Entonces, para esta suerte de configuración originaria del universo policial norteamericano, hay un sólo pecado capital: que la policía abandone su trabajo. Y el trabajo de la policía es, claro está, proteger y servir a la comunidad. Si bien la estrella de Belén que trae la buena nueva de la ley a la comunidad pionera, asolada por los forajidos, los indios y los poderosos, es la estrella sheriff, hay que decir que ese molde del policía abnegado, cuya entrega a su tarea es capaz de redimir su pasado oscuro, tuvo un momento de refundación a partir del cine de los años 30-40, cuando los coletazos de la feroz crisis del 29, el Crack-up, habían devastado las instituciones y se impuso la literatura policial dura, donde más importante que develar intrigas criminales era enseñar en detalle los mecanismos de la corrupción y el modo en que los ricos y los gángsters mafiosos compraban policías como quien compra caramelos en el kiosco. Elliot Ness y sus intocables fueron al policial urbano de entreguerras lo que Wyatt Earp al western.
Huelga decirlo, se trata de una realidad simbólica,
ficticia, aunque no falsa.
Trabajo policial
Así el “trabajo policial” casi nunca es cuestionado de modo
orgánico: la corrupción policial es siempre, en las películas y las series, el desvío
de un agente en particular, nunca la falla de un sistema. Porque nuestra
metáfora de la estrella del sheriff opera más bien como un símbolo: la realidad
y el horizonte que acerca son en alguna medida reales.
Sólo en dos o tres momentos del cine del norte la policía se
“detiene”, para su trabajo: en Robocop (1987) y de algún modo en The Purge (2013).

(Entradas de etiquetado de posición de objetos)
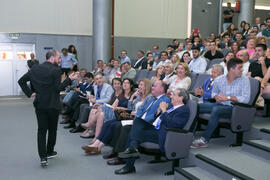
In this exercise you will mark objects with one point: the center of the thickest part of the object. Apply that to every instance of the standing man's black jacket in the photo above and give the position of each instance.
(46, 80)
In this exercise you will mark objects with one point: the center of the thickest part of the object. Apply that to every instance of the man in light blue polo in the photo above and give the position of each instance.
(226, 89)
(68, 61)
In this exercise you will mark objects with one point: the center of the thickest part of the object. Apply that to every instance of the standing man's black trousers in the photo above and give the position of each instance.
(47, 121)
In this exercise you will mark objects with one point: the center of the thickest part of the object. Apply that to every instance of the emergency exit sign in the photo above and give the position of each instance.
(14, 35)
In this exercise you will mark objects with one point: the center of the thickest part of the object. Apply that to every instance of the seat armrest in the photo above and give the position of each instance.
(177, 130)
(241, 104)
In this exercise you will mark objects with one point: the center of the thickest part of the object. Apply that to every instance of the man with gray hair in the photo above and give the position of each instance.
(46, 80)
(170, 117)
(169, 73)
(205, 91)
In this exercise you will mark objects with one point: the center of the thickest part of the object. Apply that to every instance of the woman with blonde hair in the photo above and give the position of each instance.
(175, 60)
(159, 74)
(107, 131)
(181, 80)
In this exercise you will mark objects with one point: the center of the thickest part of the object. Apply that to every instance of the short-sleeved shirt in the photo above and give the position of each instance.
(228, 12)
(256, 69)
(209, 55)
(266, 32)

_CONSIGNA:_
Devuelve el fragmento del texto sobre la policía en el cine estadounidense comprendido entre "Huelga decirlo, se" y "alguna medida reales.", ambos incluidos.

_RESULTADO OBTENIDO:_
Huelga decirlo, se trata de una realidad simbólica,
ficticia, aunque no falsa.
Trabajo policial
Así el “trabajo policial” casi nunca es cuestionado de modo
orgánico: la corrupción policial es siempre, en las películas y las series, el desvío
de un agente en particular, nunca la falla de un sistema. Porque nuestra
metáfora de la estrella del sheriff opera más bien como un símbolo: la realidad
y el horizonte que acerca son en alguna medida reales.